▶ 抜粋
_ _ _ _

また、取得方法によって住宅ローンの申し込みができるかどうかも変わってきます。
たとえば、土地を先に購入してから建物を建築する場合、原則として住宅ローンの融資を受けられない可能性があるわけです。
こうした点を知らずにマイホームプランを立ててしまうと、後悔することもあるかもしれません。
多くの方は家の取得時に住宅ローンを組むことになるわけですが、もし申し込みができないという状況になってしまうと大変です。
ただ、住宅ローン以外のローンで対応できる場合もあるので、家の資金計画をどのように立てていくのかをきちんと考えましょう。
そこで今回は、土地を建物よりも前に取得する際、住宅ローンの申し込みが可能なのかどうかについて解説します。
ローン自体は借りられるが…
先に結論を伝えると、土地を先に購入する場合は住宅ローンを借りられません。
金融機関の多くは建物に対して抵当権を設定して融資を行っています。
抵当権は債務不履行となった場合に、担保についてほかの債権者に優先して弁済を受ける権利をいいます。
抵当権は購入する住宅の土地と建物ごとに金融機関が設定する権利であり、これらがないことには金融機関も融資できません。
当然ながら、土地があったとしても、建物が完成していない場合は融資が実行されないということです。
本来、土地と建物をセットで取得する建売住宅などは問題なく住宅ローンも組めるのですが、注文住宅となると話が変わってきます。
注文住宅は建売住宅とは異なり、土地を購入してから建物を建築していく流れとなります。
当然ながら、抵当権も設定できないため、住宅ローンは組めないわけです。
ただ、その一方で住宅ローンとは別で用意されている金融商品もあります。
それが「土地先行融資」と「つなぎ融資」の2つです。
これらは、土地を手に入れるための融資、もしくは建物が完成するまでの融資となるため、うまく活用すれば心強い味方となってくれるでしょう。
住宅ローンとは別に契約が必要となるため、ローン自体は借りられるものの住宅ローンとは別物であることを覚えておかなくてはなりません。
土地先行融資やつなぎ融資を利用する
マイホーム取得においては、建物については決まっていなくとも土地だけ前もって押さえたいという状況もあるでしょう。

_ _ _ _

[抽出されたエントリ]
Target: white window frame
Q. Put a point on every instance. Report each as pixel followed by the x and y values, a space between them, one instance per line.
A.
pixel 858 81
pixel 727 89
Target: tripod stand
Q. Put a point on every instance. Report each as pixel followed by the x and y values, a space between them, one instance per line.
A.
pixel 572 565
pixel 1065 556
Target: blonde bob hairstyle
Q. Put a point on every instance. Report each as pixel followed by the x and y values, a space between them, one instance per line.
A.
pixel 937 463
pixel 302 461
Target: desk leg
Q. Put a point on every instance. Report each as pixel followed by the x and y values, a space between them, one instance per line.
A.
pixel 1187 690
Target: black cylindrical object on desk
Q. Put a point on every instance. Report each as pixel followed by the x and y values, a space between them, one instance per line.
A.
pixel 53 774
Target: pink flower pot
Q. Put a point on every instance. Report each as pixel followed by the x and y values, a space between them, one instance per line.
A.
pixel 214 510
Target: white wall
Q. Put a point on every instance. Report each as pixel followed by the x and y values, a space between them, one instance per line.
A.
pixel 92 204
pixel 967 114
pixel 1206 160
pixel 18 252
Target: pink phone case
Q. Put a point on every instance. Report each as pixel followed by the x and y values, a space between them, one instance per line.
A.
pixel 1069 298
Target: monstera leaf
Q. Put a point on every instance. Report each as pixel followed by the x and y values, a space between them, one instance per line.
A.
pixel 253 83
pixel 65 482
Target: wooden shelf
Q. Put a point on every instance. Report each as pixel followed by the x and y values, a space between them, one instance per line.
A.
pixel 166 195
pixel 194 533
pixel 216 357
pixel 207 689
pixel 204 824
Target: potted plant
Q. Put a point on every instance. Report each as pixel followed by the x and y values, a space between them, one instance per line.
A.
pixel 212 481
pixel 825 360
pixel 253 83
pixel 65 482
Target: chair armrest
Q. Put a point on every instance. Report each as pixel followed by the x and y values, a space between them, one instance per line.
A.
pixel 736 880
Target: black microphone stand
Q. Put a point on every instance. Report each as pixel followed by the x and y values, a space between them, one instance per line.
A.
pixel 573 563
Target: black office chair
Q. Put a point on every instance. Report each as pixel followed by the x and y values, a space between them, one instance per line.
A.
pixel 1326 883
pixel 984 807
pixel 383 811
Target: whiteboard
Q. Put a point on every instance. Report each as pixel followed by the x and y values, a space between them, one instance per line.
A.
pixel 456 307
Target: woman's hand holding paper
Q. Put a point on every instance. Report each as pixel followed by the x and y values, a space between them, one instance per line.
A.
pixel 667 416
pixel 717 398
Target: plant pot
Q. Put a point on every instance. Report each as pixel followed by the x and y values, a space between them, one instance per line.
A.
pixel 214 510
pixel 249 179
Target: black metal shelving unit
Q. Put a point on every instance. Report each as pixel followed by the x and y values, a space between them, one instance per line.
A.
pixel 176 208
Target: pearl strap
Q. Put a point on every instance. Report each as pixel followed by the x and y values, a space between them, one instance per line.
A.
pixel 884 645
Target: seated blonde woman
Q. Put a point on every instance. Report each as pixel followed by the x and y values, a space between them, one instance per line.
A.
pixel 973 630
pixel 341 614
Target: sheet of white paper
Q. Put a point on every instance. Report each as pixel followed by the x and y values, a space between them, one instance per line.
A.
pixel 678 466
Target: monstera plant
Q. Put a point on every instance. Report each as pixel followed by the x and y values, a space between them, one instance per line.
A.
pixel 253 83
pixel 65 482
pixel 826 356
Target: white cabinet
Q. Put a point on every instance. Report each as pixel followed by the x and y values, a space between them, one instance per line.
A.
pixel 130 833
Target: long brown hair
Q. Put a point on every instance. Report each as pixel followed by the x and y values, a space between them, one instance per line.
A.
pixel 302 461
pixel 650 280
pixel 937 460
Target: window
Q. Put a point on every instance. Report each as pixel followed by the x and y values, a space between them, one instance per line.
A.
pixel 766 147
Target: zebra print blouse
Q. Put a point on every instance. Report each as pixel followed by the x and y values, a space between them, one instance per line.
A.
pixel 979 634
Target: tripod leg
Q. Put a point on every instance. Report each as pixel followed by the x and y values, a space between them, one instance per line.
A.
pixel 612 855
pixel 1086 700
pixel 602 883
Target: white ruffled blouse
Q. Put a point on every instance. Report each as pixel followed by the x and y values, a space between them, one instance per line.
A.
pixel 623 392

_ _ _ _

▶ 目標
住宅ローンと土地の先行取得についての抜粋を、最後の文の後から書き継いでください。

▶ 問題の解答
良い土地はすぐに売れてしまうため、後からどうとでもできる建物に比べて先に取得しておきたい方も多いはずです。
その場合は、土地先行融資やつなぎ融資を利用しましょう。
土地先行融資とは?
土地先行融資とは、建物を建てる前の土地に対して受けられる融資です。
土地先行融資は先に土地分の融資を受け、後で建物分の融資を受けられるなど、利便性の高い融資方法となっています。
そのため、土地を先に抑えて建物を後から作りたいという方に最適です。
しかし、土地と建物の審査は別途行われるため、どちらの審査にも通過しなくてはなりません。
逆に片方に受かってももう片方で落ちれば水の泡です。
通常の住宅ローンは仮審査(事前審査)と本審査があるわけですが、土地先行融資は土地と建物の審査がそれぞれあると覚えておきましょう。
つなぎ融資とは?
つなぎ融資とは、建物が完成する前の間に受けられる融資です。
つなぎ融資は住宅の引き渡しまで利息だけを支払い、その後に生活が始まってから住宅ローンと併せて返済していくのが融資方法となります。
そのため、まとめて返済計画を立てたい方に最適です。
住宅の完成までには、最低でも数ヵ月かかります。
当然、工事が始まってから着工金や中間金、竣工金などのお金がかかります。
本来、そうした工事にかかるお金は貯金などから賄ったり、両親祖父母から援助してもらったりするのが定石ですが、すべての方が思い通りに資金調達できるとは限りません。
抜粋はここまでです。